DOCUMENT SECTION:
▽

Tuesday, August 21, 2018

Redo Recommendations Now: Vitamin D, Fake Data, and Hype

We all need Vitamin D, a hormone, but the challenge is in how to measure levels of Vitamin D, how to determine how much a person needs, and when necessary how to supplement it. Over the years it was difficult for me to reconcile how practically everyone I knew had a Vitamin D deficiency. Since we are not all part of one cohort and we are certainly a group that is diverse in many ways it seemed very odd that we all had the same deficiency.

An answer came in two recent articles. First and most concerning was the August 17, 2018 issue of Science article,"Tide of Lies— The researcher at the center of an epic scientific fraud remains an enigma to the scientists who exposed him."(DOI: 10.1126/science.361.6403.636). This analysis detailed that much of what we know about Vitamin D was based on Dr. Sato's fabricated studies. According to the article his work was "referenced more than 1,000 times, and 23 systematic reviews or meta-analyses have included one or more of the 12 trials." Second, on August 18, 2018 A Kaiser Health News investigation for The New York Times, "Vitamin D, the Sunshine Supplement, Has Shadowy Money Behind It," revealed the effect of one person on an entire field of practice.

△

GIVEN DATA:
▽

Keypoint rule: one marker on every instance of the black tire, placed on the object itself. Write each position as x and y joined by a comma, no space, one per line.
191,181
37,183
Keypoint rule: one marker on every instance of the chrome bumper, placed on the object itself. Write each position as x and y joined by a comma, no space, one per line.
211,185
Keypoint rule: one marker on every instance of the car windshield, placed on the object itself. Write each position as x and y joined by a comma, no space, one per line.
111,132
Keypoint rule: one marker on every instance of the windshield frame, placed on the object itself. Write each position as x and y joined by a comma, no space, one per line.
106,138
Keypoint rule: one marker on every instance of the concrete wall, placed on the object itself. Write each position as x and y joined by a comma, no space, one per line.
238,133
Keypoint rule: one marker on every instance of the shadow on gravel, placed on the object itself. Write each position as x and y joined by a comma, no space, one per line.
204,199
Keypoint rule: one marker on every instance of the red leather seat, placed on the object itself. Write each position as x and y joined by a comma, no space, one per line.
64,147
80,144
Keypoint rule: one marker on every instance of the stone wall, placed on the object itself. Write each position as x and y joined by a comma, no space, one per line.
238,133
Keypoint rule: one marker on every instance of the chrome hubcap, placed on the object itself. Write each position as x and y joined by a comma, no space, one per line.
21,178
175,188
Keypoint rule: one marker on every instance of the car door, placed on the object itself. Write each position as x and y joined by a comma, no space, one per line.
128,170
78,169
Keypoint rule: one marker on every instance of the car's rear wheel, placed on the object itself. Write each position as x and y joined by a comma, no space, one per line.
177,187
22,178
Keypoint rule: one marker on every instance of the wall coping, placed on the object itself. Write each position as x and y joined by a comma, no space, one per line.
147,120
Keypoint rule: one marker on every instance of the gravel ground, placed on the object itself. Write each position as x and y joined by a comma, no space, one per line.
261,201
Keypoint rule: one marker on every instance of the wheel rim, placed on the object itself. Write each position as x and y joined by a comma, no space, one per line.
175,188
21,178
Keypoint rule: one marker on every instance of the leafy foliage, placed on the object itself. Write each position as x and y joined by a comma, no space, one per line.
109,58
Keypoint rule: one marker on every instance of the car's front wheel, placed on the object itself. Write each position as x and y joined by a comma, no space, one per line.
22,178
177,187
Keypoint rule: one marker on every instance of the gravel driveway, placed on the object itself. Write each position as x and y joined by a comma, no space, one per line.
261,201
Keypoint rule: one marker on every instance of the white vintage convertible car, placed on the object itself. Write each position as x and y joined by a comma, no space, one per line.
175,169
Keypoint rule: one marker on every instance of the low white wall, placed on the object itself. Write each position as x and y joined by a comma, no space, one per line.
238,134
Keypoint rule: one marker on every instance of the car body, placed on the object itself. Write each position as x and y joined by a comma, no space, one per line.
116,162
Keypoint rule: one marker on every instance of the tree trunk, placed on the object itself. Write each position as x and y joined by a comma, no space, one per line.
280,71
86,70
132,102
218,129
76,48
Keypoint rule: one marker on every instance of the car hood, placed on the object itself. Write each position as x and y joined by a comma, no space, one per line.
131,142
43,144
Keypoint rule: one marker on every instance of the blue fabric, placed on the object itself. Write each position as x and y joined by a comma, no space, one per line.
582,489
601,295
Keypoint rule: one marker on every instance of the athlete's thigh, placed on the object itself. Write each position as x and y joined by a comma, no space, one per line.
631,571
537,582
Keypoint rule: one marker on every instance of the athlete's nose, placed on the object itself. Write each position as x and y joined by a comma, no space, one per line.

△

ABOUT THIS TASK:
Continue the Vitamin D text from the point where it stops, after the last sentence shown.

EXPECTED OUTPUT:
Both are disturbing commentary on the state of our knowledge...and our sense of responsibility to one another. How fast will clinical practice change to take this fake data and hype into account? How long will it take to change the Recommendations for Vitamin D Supplementation, the Algorithms in medical decision making and AI, and all the other information that we give and have been giving. Given this evidence how do we answer the question, "Do I stop taking my Vitamin D?"